◆ Given instruction:
How many lines of the items below contain the string "closed"? Reply with the number alone.

◆ Excerpted records:
^^^^^^^^^^^^^^^^

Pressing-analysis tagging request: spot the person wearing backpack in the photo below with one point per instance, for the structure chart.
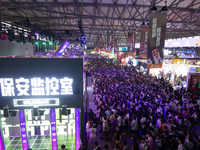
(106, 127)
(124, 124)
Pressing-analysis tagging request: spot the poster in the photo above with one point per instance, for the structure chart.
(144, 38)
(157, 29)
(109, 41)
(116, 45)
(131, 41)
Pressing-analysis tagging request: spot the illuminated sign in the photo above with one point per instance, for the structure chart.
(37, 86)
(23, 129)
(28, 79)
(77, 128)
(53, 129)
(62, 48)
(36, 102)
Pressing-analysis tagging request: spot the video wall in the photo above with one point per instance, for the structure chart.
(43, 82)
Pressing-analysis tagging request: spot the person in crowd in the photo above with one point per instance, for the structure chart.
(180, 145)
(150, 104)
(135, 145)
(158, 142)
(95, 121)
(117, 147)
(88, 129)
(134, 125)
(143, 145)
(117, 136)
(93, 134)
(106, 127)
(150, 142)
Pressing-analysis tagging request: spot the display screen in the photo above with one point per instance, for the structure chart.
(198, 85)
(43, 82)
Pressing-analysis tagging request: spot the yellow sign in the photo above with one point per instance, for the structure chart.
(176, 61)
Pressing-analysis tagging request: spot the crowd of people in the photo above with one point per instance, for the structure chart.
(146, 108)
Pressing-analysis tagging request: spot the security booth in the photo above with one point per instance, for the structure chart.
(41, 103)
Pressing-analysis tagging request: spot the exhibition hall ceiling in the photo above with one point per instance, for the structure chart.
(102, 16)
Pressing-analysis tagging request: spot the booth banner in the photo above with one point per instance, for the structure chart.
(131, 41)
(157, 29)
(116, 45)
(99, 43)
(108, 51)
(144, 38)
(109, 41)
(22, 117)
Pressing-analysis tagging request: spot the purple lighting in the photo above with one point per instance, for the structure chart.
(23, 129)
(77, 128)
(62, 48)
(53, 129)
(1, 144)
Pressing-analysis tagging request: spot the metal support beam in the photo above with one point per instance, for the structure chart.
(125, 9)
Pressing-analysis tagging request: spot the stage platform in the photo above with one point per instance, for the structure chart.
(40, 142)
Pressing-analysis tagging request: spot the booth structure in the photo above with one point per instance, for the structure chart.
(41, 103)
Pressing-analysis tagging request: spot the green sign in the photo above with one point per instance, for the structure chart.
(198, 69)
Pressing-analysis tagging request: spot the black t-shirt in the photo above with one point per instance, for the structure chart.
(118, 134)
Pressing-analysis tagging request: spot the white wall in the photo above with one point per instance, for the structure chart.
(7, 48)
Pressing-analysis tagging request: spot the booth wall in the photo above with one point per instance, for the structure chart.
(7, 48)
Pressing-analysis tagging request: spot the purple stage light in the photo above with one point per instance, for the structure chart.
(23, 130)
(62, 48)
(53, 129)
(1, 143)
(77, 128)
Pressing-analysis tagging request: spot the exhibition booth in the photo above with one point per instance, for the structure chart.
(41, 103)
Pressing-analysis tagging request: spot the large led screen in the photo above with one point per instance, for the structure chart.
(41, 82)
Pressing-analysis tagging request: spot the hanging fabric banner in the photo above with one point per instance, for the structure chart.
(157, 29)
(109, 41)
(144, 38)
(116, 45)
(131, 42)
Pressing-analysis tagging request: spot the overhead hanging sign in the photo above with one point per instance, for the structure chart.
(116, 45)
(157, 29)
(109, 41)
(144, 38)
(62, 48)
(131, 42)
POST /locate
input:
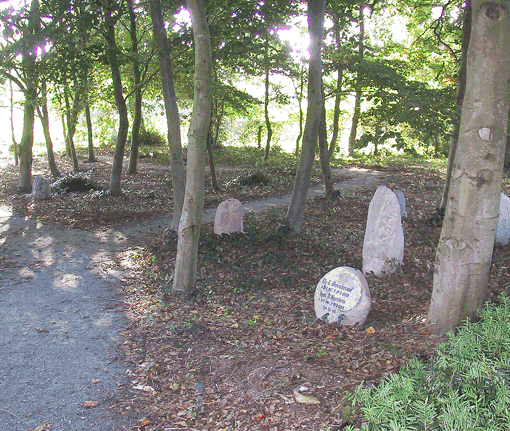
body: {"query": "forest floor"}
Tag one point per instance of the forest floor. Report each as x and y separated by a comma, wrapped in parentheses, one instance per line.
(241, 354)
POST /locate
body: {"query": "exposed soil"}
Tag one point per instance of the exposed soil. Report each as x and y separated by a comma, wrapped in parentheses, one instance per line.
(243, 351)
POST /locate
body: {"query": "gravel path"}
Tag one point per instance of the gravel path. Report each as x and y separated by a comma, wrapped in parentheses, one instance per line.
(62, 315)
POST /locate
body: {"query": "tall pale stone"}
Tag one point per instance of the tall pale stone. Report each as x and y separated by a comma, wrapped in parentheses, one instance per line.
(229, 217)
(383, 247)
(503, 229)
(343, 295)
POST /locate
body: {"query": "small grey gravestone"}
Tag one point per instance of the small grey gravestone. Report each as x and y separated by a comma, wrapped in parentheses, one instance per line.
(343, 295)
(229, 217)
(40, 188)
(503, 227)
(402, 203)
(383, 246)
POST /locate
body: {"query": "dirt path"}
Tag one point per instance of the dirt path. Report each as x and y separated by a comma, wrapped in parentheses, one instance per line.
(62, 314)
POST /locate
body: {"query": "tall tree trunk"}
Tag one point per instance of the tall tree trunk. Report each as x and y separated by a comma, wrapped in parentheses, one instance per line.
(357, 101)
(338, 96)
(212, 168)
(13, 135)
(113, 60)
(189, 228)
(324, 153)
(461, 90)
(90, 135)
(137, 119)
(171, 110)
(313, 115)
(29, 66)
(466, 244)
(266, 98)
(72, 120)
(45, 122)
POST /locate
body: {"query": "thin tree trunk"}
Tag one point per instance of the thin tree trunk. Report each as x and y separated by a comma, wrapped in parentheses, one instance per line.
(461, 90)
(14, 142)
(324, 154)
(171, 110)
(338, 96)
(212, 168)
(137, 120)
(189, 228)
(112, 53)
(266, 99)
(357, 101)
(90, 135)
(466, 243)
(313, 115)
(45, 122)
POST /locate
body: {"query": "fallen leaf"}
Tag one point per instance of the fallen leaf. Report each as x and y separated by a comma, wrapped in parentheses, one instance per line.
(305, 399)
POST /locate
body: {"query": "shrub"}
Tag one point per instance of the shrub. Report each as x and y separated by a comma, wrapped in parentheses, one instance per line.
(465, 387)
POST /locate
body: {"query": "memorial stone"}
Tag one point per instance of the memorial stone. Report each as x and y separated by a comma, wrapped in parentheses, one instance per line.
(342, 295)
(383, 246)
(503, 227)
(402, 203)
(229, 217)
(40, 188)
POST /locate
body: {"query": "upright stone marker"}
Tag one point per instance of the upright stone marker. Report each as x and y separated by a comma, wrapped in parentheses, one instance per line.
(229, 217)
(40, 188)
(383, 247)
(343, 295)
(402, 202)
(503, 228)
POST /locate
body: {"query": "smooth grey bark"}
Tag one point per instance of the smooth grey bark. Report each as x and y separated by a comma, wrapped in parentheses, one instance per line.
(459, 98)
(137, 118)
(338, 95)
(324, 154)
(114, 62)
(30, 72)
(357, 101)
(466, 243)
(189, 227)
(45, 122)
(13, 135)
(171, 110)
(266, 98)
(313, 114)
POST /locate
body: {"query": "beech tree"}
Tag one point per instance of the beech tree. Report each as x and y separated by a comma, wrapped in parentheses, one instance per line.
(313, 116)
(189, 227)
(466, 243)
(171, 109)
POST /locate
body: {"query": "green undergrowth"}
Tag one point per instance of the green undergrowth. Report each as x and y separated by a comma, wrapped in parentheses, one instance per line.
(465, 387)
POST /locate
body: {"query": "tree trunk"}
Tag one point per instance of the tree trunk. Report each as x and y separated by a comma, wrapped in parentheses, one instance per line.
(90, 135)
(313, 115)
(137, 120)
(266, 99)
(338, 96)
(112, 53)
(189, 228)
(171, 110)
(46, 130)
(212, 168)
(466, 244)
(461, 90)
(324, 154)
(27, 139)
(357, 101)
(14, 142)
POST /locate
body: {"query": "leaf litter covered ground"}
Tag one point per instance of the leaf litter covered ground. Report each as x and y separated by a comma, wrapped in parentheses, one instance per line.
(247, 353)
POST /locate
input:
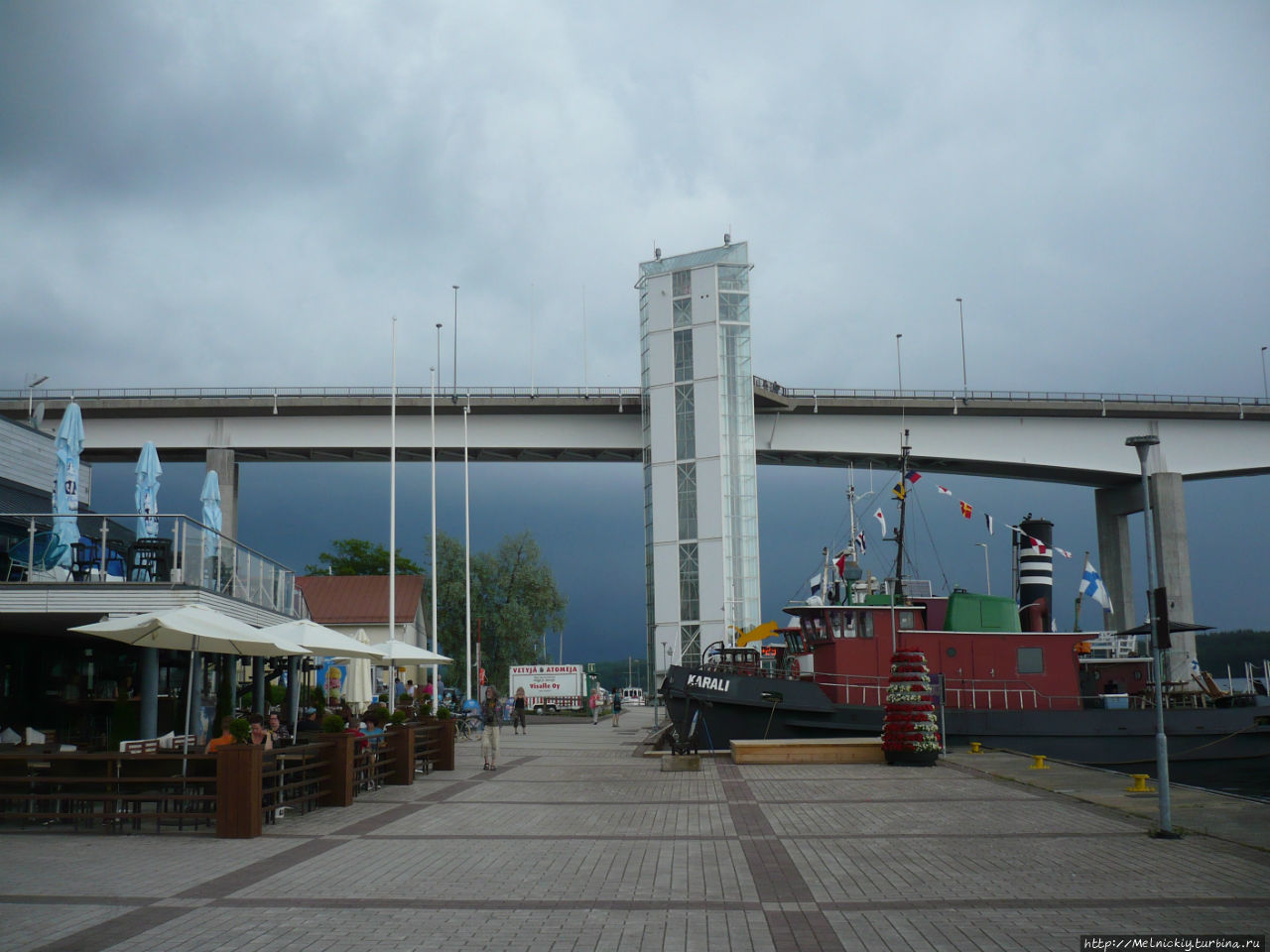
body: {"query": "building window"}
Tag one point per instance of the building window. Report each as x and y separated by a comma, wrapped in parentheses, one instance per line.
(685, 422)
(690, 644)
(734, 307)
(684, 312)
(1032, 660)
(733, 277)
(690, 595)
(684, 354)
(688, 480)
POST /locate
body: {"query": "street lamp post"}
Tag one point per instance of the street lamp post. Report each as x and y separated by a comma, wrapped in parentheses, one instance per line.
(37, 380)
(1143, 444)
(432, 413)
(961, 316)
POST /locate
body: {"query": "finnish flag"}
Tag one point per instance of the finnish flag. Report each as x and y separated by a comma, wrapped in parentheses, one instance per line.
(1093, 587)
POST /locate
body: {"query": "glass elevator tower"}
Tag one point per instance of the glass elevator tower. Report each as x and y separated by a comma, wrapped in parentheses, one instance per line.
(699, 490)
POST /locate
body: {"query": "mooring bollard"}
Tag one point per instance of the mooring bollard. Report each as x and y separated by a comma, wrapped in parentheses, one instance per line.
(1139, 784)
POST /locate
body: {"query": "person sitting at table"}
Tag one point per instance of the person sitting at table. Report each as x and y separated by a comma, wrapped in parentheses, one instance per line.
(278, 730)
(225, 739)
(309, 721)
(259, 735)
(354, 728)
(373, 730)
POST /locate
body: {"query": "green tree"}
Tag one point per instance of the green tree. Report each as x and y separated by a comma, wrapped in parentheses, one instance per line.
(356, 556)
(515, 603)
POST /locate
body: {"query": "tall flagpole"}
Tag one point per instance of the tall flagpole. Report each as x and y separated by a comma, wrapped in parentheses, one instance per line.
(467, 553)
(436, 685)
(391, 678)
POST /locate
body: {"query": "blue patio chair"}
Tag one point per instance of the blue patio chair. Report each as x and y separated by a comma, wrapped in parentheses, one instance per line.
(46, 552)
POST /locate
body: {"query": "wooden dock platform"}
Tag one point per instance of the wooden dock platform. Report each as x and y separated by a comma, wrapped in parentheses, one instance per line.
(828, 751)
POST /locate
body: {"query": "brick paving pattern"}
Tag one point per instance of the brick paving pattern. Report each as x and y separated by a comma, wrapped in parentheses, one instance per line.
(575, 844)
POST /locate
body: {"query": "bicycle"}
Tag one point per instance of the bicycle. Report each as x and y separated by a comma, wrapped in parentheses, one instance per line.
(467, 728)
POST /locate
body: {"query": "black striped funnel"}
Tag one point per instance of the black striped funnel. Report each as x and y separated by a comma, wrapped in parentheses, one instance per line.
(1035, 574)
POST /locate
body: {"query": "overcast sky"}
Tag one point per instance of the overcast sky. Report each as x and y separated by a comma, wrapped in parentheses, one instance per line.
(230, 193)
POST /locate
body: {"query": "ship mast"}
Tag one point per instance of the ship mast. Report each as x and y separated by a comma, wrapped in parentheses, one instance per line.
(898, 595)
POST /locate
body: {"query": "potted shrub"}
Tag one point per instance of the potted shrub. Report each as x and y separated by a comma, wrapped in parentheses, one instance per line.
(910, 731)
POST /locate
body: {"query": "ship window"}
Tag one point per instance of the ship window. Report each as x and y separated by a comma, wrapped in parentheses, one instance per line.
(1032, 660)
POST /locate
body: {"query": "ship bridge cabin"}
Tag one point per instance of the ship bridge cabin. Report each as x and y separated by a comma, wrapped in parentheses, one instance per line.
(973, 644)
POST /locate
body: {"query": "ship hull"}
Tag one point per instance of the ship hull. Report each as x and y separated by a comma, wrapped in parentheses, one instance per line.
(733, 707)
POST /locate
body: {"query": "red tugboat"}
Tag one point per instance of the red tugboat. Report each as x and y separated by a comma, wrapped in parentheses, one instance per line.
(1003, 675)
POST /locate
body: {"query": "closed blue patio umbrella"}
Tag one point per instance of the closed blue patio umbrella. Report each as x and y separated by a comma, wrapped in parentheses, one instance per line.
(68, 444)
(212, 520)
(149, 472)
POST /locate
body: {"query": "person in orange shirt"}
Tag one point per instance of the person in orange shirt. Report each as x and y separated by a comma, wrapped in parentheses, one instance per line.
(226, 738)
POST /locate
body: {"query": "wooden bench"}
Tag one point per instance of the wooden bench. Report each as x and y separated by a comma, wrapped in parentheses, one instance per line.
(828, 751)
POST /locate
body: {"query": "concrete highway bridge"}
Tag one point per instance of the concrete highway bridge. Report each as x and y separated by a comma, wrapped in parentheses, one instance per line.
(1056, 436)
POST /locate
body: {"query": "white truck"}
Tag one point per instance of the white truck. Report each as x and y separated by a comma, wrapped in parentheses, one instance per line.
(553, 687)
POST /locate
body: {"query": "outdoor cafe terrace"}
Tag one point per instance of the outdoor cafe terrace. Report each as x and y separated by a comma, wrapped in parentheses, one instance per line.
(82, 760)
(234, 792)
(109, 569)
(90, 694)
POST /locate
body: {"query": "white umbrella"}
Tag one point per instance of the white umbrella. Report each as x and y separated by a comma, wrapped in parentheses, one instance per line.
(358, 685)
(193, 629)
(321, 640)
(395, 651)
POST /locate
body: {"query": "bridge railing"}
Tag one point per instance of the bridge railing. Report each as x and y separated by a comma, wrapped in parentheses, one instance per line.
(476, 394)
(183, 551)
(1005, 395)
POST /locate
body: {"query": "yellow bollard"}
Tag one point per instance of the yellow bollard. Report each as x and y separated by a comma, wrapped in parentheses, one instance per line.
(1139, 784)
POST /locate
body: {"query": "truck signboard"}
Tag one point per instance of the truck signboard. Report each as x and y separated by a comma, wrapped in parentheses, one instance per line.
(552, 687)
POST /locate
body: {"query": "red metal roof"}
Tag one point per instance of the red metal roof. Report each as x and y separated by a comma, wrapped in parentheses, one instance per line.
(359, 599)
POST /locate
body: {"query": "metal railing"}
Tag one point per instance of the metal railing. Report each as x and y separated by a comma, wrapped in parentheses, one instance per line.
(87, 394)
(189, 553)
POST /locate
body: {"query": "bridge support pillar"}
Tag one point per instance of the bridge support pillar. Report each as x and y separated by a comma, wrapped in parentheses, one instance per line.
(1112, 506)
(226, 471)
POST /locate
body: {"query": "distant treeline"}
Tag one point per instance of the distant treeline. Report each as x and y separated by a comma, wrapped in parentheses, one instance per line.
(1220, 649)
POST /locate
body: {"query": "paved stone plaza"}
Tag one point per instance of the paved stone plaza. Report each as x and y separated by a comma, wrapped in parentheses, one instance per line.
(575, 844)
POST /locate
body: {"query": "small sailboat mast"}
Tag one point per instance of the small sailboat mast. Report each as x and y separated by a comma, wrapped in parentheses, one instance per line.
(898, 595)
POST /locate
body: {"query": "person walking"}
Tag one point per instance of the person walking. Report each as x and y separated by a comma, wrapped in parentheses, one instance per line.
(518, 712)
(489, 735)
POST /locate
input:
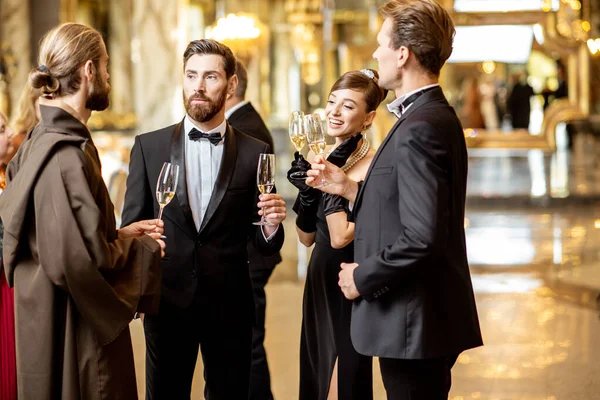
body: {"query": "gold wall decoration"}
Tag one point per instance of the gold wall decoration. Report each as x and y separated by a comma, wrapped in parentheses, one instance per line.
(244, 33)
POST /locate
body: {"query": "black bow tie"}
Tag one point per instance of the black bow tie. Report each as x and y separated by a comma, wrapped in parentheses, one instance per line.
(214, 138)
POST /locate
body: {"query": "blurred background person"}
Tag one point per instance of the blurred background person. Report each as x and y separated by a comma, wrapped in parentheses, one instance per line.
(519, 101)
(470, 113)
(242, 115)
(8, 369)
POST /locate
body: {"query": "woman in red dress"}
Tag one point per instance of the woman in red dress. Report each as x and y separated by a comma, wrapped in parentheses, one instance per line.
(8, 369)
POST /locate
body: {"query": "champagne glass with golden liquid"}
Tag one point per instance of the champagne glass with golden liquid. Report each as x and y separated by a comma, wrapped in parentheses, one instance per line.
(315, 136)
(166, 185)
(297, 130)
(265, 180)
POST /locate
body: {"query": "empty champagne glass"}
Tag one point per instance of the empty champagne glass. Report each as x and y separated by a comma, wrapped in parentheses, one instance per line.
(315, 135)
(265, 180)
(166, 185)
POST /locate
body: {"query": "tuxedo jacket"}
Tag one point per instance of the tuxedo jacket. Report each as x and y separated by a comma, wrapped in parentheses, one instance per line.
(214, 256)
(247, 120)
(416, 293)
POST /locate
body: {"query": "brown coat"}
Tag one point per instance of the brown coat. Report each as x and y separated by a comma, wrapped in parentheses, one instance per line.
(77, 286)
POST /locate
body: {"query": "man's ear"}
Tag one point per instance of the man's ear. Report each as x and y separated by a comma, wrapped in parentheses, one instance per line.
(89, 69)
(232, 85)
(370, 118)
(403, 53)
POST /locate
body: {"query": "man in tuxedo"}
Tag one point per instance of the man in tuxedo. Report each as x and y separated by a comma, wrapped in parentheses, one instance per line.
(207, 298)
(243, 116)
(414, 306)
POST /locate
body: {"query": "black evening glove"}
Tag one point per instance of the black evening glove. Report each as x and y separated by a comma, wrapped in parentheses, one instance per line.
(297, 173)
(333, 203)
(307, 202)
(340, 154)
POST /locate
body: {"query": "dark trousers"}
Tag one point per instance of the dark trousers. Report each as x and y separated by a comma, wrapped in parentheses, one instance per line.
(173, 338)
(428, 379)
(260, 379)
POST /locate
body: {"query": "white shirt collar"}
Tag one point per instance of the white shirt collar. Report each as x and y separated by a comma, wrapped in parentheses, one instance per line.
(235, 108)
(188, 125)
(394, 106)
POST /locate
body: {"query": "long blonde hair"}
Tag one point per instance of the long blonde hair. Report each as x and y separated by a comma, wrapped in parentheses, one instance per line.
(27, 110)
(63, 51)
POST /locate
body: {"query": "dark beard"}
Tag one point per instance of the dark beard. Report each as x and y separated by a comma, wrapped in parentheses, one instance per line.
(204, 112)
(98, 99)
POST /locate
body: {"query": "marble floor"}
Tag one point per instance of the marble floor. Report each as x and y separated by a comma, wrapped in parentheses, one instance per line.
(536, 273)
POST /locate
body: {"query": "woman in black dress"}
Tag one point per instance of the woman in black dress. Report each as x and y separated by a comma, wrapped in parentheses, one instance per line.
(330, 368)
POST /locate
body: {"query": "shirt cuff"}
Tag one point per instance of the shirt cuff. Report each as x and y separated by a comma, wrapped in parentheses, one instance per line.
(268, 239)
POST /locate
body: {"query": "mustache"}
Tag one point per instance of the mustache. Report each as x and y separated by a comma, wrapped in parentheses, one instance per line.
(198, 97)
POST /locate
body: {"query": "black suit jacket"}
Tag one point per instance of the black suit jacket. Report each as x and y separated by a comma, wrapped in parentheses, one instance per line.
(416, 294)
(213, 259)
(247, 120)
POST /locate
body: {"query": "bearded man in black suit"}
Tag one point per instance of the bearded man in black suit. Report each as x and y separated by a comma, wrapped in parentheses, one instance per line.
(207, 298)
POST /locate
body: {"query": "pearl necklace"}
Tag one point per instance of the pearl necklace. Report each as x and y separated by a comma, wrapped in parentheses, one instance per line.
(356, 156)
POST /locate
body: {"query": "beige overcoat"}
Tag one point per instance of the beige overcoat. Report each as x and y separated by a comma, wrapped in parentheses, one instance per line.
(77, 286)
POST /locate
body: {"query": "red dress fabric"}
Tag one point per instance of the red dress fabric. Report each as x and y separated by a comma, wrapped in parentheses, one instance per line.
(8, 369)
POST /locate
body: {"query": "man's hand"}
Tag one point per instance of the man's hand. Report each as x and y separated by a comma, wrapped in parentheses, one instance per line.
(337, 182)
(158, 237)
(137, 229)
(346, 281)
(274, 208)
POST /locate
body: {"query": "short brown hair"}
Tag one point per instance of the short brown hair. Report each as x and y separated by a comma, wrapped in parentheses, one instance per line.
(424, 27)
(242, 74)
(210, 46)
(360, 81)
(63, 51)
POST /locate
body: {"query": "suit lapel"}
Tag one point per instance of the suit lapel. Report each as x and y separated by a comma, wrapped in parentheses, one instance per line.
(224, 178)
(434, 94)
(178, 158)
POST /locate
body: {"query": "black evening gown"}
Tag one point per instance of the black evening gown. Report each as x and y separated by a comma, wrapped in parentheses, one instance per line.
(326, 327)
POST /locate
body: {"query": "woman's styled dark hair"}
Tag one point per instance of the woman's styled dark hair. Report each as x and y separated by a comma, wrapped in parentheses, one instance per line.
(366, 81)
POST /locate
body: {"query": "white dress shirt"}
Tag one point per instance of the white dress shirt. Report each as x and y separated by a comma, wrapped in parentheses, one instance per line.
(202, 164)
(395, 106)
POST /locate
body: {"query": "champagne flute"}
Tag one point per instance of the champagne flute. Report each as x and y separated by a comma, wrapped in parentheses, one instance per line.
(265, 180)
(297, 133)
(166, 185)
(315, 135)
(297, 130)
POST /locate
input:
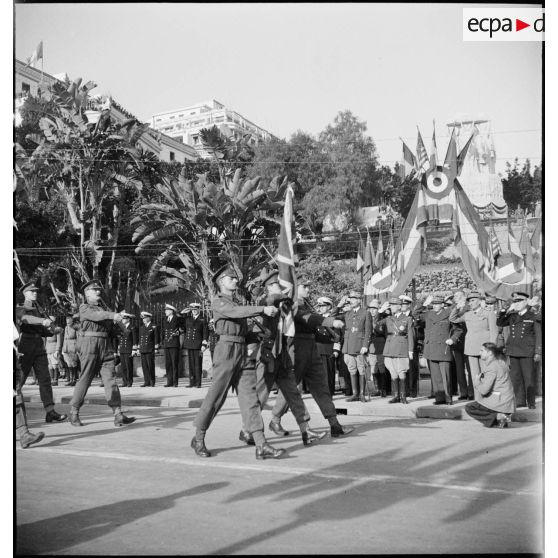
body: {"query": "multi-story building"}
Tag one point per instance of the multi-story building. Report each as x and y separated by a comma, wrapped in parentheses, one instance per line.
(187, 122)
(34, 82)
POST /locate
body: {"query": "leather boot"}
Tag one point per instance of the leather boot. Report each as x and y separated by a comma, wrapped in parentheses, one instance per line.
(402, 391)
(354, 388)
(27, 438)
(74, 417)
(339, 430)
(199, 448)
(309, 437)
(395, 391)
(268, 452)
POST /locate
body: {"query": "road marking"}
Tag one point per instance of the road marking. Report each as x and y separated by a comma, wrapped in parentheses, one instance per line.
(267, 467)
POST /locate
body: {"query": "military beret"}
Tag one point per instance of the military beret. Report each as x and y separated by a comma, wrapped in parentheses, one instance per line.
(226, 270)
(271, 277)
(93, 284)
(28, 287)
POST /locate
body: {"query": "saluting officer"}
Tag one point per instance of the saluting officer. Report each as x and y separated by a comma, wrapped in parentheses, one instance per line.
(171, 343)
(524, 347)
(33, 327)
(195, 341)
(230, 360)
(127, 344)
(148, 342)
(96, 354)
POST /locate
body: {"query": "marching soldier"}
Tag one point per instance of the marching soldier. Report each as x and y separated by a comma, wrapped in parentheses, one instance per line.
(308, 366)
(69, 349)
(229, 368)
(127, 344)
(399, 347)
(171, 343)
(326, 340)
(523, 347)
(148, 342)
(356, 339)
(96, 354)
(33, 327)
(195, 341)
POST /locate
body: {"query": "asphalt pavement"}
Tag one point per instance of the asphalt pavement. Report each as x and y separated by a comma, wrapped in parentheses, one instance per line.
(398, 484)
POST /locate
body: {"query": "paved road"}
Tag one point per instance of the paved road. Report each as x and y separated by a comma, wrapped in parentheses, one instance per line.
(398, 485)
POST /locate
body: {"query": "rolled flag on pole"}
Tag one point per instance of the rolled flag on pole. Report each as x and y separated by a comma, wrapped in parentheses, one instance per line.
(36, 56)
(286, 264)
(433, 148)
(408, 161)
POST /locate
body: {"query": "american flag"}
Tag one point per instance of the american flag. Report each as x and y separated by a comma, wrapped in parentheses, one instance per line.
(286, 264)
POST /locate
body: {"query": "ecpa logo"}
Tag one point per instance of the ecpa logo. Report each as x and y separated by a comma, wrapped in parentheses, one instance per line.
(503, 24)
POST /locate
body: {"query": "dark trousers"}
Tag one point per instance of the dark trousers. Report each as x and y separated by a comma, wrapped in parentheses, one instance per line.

^^^^^^^^^^^^^^^^

◆ Response to this task:
2